### Dataset records ###

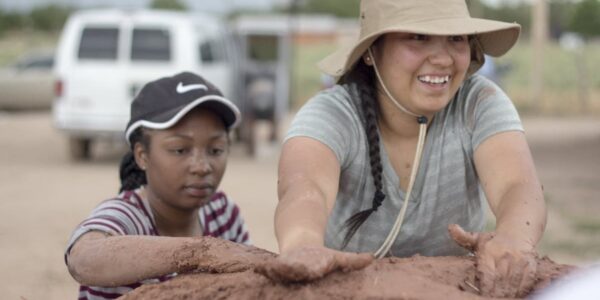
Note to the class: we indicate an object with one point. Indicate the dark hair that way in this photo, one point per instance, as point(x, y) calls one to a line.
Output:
point(364, 78)
point(130, 173)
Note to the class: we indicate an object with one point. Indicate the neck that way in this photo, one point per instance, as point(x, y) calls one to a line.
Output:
point(394, 122)
point(172, 221)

###

> [Do this]: Write out the rows above again with every "photo" replaced by "image" and nothing else changed. Leave the pictures out.

> [Correct result]:
Note to the class: we indicate an object with one point. Indicate the dark hair that way in this image, one point per instance, as point(x, y) calls one to a line.
Output:
point(364, 78)
point(130, 173)
Note to the class: we indicate an object with one point. Indicate the neck that way in this image, one point per instance, as point(x, y) calls one to a line.
Output:
point(394, 122)
point(172, 221)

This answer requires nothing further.